== PROVIDED DATA

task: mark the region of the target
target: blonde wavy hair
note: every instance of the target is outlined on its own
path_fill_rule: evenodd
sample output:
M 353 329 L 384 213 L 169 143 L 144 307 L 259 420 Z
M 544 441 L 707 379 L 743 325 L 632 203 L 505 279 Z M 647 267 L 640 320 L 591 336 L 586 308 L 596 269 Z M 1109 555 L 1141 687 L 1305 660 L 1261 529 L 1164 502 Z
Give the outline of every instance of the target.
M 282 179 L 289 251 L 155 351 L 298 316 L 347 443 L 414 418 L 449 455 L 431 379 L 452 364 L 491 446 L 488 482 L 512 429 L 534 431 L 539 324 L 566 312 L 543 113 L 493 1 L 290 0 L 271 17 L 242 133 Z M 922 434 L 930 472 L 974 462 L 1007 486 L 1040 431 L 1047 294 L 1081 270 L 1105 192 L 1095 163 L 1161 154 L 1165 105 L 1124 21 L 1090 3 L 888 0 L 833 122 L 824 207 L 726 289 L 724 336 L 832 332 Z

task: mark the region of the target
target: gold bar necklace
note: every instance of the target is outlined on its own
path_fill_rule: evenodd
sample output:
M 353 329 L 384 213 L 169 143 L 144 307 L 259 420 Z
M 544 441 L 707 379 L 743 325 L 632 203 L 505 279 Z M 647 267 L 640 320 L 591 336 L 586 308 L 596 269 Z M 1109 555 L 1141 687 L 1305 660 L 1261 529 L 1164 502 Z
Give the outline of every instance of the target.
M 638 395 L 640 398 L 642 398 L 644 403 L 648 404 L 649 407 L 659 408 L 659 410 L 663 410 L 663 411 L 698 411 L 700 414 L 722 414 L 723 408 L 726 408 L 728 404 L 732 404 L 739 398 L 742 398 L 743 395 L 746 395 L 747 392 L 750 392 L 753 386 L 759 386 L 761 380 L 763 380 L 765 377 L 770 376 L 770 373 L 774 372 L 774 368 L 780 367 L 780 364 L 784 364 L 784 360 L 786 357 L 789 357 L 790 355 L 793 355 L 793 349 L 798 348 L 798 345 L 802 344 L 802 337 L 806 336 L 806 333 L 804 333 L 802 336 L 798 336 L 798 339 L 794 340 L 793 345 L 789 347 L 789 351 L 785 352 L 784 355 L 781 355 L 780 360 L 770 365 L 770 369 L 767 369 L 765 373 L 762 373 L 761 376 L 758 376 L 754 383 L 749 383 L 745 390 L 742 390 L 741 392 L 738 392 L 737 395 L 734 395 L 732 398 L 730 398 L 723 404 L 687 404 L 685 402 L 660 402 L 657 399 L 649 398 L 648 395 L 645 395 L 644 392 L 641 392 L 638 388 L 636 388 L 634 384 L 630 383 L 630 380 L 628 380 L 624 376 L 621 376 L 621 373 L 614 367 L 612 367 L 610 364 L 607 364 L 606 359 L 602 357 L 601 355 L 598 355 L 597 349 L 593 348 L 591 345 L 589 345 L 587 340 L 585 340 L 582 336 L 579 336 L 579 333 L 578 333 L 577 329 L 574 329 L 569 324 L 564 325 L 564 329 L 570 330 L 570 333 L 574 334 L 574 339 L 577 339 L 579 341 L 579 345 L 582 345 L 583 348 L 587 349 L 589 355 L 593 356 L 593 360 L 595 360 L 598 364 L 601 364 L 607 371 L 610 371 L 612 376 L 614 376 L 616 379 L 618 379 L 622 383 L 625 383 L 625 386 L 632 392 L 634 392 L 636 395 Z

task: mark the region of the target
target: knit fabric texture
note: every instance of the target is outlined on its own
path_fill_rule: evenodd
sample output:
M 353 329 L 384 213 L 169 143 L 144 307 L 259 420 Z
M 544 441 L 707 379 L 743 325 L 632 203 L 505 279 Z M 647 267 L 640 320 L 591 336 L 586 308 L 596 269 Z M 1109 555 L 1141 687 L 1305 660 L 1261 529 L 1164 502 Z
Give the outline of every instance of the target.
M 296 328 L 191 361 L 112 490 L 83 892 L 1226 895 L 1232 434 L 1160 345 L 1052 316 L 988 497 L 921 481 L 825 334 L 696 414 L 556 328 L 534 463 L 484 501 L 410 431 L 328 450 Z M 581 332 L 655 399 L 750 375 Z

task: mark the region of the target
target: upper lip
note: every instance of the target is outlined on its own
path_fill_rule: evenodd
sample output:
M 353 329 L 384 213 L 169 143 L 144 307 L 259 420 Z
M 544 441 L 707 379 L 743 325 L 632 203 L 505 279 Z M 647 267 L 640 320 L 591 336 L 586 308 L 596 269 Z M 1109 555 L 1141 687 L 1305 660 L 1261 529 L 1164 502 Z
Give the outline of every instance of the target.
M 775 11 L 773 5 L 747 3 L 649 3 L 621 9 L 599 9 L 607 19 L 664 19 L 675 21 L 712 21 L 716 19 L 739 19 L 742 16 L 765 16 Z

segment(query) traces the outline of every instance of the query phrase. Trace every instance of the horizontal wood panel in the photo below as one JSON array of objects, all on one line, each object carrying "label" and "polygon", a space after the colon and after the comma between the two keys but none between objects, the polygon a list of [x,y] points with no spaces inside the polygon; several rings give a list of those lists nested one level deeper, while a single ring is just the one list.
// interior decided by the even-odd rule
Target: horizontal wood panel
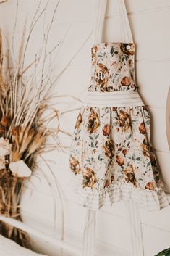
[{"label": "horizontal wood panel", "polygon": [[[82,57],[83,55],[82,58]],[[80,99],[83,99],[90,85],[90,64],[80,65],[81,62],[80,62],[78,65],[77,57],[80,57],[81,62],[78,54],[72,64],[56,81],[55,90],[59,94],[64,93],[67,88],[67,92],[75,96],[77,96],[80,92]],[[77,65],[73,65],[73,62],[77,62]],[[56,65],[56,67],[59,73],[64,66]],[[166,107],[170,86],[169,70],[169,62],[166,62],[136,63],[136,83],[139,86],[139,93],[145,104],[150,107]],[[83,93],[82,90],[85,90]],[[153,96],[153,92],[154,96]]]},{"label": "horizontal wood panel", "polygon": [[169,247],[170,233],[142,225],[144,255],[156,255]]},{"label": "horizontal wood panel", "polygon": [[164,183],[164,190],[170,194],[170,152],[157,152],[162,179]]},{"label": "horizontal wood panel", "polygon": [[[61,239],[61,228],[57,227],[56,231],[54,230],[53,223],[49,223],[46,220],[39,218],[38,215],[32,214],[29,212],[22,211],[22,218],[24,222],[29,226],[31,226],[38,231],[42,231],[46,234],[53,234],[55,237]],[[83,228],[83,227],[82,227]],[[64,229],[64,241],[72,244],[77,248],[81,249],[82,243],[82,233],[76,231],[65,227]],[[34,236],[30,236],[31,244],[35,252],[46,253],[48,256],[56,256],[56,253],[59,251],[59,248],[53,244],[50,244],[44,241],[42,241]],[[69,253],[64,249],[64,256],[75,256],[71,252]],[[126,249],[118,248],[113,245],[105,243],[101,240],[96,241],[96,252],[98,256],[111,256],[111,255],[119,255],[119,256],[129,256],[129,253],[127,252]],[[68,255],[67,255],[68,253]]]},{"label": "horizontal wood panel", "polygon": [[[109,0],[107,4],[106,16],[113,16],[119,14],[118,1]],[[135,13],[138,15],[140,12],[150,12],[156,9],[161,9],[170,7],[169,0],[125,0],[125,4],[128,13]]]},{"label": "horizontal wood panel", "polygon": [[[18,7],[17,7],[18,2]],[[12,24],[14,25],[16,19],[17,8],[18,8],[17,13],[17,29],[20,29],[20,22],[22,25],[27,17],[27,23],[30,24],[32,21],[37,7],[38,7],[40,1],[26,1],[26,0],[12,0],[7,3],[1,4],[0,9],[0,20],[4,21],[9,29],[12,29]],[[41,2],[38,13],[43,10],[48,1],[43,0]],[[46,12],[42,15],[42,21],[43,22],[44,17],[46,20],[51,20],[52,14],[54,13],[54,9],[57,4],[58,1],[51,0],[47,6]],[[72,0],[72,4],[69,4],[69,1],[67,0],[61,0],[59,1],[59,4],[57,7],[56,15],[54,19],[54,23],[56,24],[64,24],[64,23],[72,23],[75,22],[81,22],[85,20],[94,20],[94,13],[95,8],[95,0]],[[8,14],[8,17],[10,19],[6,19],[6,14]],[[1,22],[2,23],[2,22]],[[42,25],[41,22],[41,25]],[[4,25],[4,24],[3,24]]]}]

====
== PROVIDED DATA

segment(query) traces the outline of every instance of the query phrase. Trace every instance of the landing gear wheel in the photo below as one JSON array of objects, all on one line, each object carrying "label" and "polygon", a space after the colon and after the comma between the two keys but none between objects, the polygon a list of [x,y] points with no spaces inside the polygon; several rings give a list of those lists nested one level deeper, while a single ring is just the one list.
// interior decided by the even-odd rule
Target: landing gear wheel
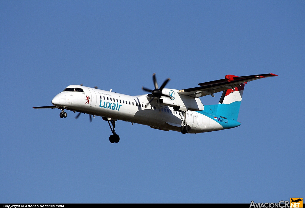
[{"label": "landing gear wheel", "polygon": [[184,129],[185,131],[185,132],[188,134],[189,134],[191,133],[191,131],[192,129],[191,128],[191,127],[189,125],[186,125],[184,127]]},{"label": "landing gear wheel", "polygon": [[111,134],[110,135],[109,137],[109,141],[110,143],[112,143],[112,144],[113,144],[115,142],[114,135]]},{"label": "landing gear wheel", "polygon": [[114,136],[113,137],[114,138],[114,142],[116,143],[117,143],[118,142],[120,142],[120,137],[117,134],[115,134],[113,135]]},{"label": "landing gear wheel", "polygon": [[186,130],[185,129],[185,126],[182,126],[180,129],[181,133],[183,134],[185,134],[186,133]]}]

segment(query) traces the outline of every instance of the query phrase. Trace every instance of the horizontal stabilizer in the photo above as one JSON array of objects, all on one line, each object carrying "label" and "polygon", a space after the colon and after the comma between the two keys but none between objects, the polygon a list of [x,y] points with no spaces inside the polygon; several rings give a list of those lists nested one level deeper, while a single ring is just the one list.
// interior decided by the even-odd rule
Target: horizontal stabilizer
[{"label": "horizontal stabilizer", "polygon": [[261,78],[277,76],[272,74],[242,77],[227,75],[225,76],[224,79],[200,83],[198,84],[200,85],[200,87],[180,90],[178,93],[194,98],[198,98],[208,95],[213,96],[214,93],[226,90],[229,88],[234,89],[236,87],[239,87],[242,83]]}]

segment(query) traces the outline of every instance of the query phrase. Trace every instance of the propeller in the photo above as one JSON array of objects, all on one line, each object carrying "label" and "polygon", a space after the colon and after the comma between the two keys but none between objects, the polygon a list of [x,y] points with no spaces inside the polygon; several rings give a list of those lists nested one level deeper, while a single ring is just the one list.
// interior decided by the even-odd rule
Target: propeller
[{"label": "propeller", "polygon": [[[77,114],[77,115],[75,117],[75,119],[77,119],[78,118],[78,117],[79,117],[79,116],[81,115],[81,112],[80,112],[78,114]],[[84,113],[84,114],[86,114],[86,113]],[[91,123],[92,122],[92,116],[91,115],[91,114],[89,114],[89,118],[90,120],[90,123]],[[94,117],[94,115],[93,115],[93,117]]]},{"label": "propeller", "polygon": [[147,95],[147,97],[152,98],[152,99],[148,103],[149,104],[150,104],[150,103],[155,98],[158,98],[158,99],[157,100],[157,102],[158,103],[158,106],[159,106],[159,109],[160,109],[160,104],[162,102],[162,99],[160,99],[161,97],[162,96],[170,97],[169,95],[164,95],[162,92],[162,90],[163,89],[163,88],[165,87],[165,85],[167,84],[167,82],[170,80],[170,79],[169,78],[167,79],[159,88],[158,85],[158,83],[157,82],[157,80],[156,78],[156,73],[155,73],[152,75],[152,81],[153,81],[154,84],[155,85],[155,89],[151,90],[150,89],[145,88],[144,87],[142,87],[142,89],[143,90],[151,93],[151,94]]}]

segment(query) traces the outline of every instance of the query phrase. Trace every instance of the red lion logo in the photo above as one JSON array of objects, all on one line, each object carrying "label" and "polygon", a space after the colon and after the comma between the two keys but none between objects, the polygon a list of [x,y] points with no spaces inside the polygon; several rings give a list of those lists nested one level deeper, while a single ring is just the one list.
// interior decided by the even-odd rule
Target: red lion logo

====
== PROVIDED DATA

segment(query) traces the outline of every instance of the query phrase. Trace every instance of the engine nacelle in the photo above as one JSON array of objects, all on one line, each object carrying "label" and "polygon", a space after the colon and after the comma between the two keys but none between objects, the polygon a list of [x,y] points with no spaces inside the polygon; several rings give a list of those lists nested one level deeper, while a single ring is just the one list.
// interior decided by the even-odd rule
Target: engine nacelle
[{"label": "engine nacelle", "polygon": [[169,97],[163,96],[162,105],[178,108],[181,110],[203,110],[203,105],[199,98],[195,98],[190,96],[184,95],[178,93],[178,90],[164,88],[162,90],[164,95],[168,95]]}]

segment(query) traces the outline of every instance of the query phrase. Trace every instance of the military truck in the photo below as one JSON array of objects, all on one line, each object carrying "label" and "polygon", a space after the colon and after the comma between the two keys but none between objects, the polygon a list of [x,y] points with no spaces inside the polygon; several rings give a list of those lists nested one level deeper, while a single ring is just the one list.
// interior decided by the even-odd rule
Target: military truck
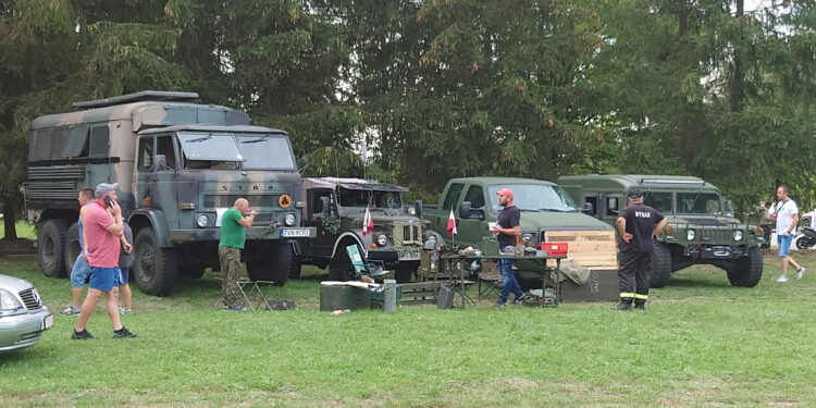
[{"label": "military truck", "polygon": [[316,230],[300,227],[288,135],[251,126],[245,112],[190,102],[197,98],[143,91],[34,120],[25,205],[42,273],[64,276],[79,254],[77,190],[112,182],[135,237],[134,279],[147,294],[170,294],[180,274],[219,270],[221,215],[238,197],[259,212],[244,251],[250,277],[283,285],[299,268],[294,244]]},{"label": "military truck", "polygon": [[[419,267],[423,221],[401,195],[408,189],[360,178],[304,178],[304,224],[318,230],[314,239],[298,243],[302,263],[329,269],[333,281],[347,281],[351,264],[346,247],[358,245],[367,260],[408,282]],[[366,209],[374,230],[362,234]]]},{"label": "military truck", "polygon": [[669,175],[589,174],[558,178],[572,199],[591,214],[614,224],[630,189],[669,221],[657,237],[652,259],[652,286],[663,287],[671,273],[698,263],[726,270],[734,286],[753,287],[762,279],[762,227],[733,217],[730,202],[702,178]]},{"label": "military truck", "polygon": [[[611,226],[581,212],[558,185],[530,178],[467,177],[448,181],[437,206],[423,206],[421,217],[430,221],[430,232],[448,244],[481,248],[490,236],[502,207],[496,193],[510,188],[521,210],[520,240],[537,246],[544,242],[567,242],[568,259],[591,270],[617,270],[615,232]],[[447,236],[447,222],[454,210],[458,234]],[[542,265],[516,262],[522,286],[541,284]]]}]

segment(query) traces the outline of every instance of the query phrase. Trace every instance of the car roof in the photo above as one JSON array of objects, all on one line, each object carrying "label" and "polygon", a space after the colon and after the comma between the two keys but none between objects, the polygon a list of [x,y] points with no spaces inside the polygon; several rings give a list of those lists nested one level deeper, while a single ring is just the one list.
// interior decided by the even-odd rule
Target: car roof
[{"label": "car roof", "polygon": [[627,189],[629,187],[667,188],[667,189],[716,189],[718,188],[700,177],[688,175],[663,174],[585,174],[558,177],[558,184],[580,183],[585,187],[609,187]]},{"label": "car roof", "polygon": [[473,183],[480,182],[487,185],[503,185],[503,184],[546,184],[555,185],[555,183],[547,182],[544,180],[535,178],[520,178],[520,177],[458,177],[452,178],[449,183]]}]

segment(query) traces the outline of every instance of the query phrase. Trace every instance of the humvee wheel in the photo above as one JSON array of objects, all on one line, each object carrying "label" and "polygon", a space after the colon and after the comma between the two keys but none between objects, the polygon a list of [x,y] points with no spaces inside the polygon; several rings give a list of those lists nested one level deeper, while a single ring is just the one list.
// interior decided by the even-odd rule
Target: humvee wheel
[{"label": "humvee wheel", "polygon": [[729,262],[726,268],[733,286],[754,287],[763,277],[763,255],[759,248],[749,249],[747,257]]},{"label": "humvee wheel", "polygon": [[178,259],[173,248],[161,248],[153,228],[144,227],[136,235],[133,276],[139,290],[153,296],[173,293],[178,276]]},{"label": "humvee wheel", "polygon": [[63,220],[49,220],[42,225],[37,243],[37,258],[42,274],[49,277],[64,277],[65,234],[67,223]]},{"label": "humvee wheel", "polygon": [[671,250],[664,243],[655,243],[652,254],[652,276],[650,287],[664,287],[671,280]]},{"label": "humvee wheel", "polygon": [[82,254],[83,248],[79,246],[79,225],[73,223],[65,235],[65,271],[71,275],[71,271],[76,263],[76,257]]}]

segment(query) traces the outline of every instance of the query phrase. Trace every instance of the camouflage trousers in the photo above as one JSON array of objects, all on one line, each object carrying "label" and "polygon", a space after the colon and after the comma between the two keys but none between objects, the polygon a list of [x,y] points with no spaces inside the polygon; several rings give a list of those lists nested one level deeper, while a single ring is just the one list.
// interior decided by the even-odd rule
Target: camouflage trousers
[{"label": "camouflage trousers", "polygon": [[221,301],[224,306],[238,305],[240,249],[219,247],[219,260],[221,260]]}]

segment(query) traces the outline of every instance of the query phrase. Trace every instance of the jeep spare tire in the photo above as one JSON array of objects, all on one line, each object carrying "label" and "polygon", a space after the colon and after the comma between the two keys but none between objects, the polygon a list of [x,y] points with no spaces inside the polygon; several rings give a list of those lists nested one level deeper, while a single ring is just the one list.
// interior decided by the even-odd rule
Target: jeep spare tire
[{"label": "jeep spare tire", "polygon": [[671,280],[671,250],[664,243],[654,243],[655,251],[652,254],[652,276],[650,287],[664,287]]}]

====

## REQUIREMENTS
Reproduce the part of the listing that opens with the line containing "the horizontal wood" and closes with the line containing "Target: horizontal wood panel", changing "JSON array" to "JSON list" and leaving everything else unchanged. Return only those lines.

## SOLUTION
segment(query) traces the outline of every instance of the query phrase. Trace every instance of the horizontal wood panel in the photo below as one JSON list of objects, all on one line, each object carrying "label" and "polygon", a space after the colon and after the comma between the two keys but none between objects, the polygon a list of [x,y] points with no spaces inside the polygon; several rings give a list of those lists nested one level deeper, while a single ring is just the one list.
// interior decided by the even-odd rule
Target: horizontal wood panel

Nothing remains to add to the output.